» **Document segment**:
************
Originals are what the manufacturer recommended and are mounted in production. These usually have a higher price and quality standards.
Replacement parts come in three ranges:
- Low range-you’ll notice by the low price tag: mostly crap and unsafe to put on the car
- Mid range-in most cases, for the money paid, give a decent amount of quality and safety
- High range-next to original parts; these are recommended by the manufacturer. Also a recommendation if it’s OK with your budget.
Don’t be lazy, take a good look around the internet and car parts shops.
Believe me, there can be big variations for the same parts in the same quality.
Have also in mind that brand names don’t always mean quality nor do less known names mean that you’re buying garbage.
See what fits you best, just don’t compromise on driving safety.
Remember that all car parts have an important role (especially engine, breaks, undercarriage) and saving on these means putting yourself and your passengers in danger.
If you’re running on a budget or drive a used car, the mid range will do best.
Price of labor
So, know that you have the spare parts, it’s time to find out what the actual work will cost.
If you’re going to DIY the job, then of course the price is zero (maybe a beer and a burger).
However, if you’ve decided to visit a mechanic you’ll have to do some research.
Best done over the phone or in person; also over the internet if the dealer or workshop has that kind of service.
This part is where the good diagnostics comes in very handy.
Instead of asking them about a strange noise or glitch you might have, you can ask directly for a price for that specific repair.
When you don’t know what the malfunction is, you’re open to the “mouse-trap” situation again. If you know what I mean.
Anyway, after collecting the data, make a decision that will fit you and your budget best.
Choice of workshop or mechanic
Have in mind, that when making a good car repair estimate, the factor of WHERE you go plays a major role.
Licensed dealers tend to charge a higher amount for the same job done.
This probably has it’s good reasons but for most jobs a “regular “mechanic will do the same job with the same quality for a less sum of money.
Again, as with car parts, don’t compromise money over safety.
If you have a good and trustworthy mechanic, all the better.
If you don’t and you’re facing shady and unprofessional solutions, rather go to a licensed dealer.
At least you’ll have a warranty and know what’s been done.
Warranties for the work done
Speaking of warranties.
************
» **Records provided**:

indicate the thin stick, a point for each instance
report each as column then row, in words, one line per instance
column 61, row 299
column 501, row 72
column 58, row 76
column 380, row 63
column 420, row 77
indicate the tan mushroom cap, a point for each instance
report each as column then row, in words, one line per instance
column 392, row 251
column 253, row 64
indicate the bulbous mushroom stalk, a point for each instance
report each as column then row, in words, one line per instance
************
» **Your tasks**:
**A.** In the car repair text, what kind of workshop tends to charge more for the same job?
**B.** Pick up the car repair text after its last sentence and continue it.
The items have no connection to the car repair text.

» **Answers by item number**:
**A.** Licensed dealers.

**B.**
A warranty is essentially a voucher for the work done and gives you insurance for a prolonged period of time.
Although every dealer or mechanic is pretty much obligated to give a free warranty (for safety and legal reasons), there are situations when it’s additionally charged.
When it is, this should mean big benefits like extended warranty period, high quality work and parts etc.
This is why a warranty is a big factor in a good car repair estimate.
“Stronger” warranties usually mean more money spent thus changing your estimate.
Wandering a bit of topic,all that I can say is that a good and valid warranty is priceless, especially for more complicated and expensive repairs (like engine rebuilds or replacement of the dual mass flywheel).
Have this in mind:whoever does the car repair and gives a warranty will have to stand behind it for a prolonged period of time or otherwise suffer the consequences.
Trust me, no one wants to fool around with their image or reputation. At least no one serious.
This on its own should mean better quality of repair meaning more time without breakdowns meaning money saved.
So just weigh it out: if the warranty is more expensive will it pay out through a prolonged period without breakdowns or problems?
When you make that phone call or visit, ask about all of these. Will you get a warranty, under what circumstances, for what period of time and is there an additional cost?
This is where, perhaps licensed dealers have an advantage over smaller garages.
Also know that many car parts stores don’t give warranties if they’re not installed by dealers or mechanics that they recommend or approve.
If you DIY the repair, you can probably forget about the warranty on anything, altogether.